> **Fragmento seleccionado**:
++++++++
Es de vital importancia esta aclaración porque en esa distinción crucial radica el eventual desenlace o desahogo del caso Ayotzinapa. Por ahora es evidente que la institucionalidad no es el ámbito donde se dirimen los conflictos. Aún allí donde se presume transparencia procesal, los aspectos fundamentales de la matanza, el secuestro y la desaparición de los normalistas, permanecen envueltos con la habitual toga de la opacidad. La masacre de Ayotzinapa presenta un reto: imputar la autoría intelectual del crimen a un sujeto individual o colectivo, pero a la par, hacer responsable a la totalidad del Estado, facilitador de estos crímenes de lesa humanidad.
Precisamente porque se trata de un crimen inenarrable, que amenaza con provocar una inflexión dramática en el curso del país, las élites políticas están especialmente interesadas en evitar que la responsabilidad recaiga sobre las espaldas del Estado. Hasta ahora hemos sido testigos de un esfuerzo ingente de las autoridades por deslindar cualquier viso de culpabilidad que involucre a las instituciones que gestionan el desastre. El discurso oficial oscila entre una falsa preocupación lastimera y el señalamiento condenatorio de los autores materiales: el crimen organizado. Se trata de la estrategia rutinaria del narcoestado mexicano: la externalización de costos políticos con base en el uso estratégico de un chivo expiatorio –la figura del narco. Y aún cuando a veces se admite cierta disfuncionalidad institucional, se hace estrictamente con fines político-electorales. Los principales actores de la arena política nacional están ávidos por cosechar beneficios partidarios en la coyuntura de la tragedia. Y acá los únicos que realmente se ocupan del asunto y demandan justicia son los ciudadanos, acaso el eslabón más desprovisto de instrumentos jurídicos o políticos para conseguir la aplicación de la ley.
++++++++
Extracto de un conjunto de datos
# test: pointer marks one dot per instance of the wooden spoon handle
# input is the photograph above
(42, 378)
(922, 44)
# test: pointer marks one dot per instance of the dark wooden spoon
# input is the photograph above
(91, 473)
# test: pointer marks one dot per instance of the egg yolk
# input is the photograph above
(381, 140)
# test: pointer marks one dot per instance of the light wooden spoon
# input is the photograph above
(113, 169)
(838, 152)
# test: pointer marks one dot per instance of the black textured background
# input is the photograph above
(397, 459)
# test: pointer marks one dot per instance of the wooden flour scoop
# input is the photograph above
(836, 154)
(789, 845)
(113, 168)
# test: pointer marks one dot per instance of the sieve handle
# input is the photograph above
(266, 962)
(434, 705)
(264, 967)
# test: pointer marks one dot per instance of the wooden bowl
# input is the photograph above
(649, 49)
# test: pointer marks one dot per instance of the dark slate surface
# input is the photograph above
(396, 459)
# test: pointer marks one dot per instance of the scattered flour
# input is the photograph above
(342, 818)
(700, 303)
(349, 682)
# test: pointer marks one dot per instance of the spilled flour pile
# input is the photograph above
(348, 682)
++++++++
> **Planteamiento A**: Según el fragmento sobre el caso Ayotzinapa, ¿a quién señala el discurso oficial como autor material del crimen?
> **Planteamiento B**: Indica si cada afirmación coincide con el fragmento sobre el caso Ayotzinapa y respalda tu respuesta con las palabras exactas que lo deciden: (i) Las élites políticas buscan que la responsabilidad recaiga sobre el Estado. (ii) Los ciudadanos son los únicos que realmente demandan justicia. (iii) El chivo expiatorio que usa el narcoestado es la figura del narco.
> **Planteamiento C**: Por favor, reescribe el fragmento sobre el caso Ayotzinapa comenzando en "Es de vital" y continuando hasta "de lesa humanidad.", y cambia "opacidad" por "oscuridad".
Los registros no hacen falta para resolver nada.

> **Resultado final A**: Al crimen organizado.

> **Resultado final B**:
(i) No: "las élites políticas están especialmente interesadas en evitar que la responsabilidad recaiga sobre las espaldas del Estado".
(ii) Sí: "los únicos que realmente se ocupan del asunto y demandan justicia son los ciudadanos".
(iii) Sí: "el uso estratégico de un chivo expiatorio –la figura del narco".

> **Resultado final C**:
Es de vital importancia esta aclaración porque en esa distinción crucial radica el eventual desenlace o desahogo del caso Ayotzinapa. Por ahora es evidente que la institucionalidad no es el ámbito donde se dirimen los conflictos. Aún allí donde se presume transparencia procesal, los aspectos fundamentales de la matanza, el secuestro y la desaparición de los normalistas, permanecen envueltos con la habitual toga de la oscuridad. La masacre de Ayotzinapa presenta un reto: imputar la autoría intelectual del crimen a un sujeto individual o colectivo, pero a la par, hacer responsable a la totalidad del Estado, facilitador de estos crímenes de lesa humanidad.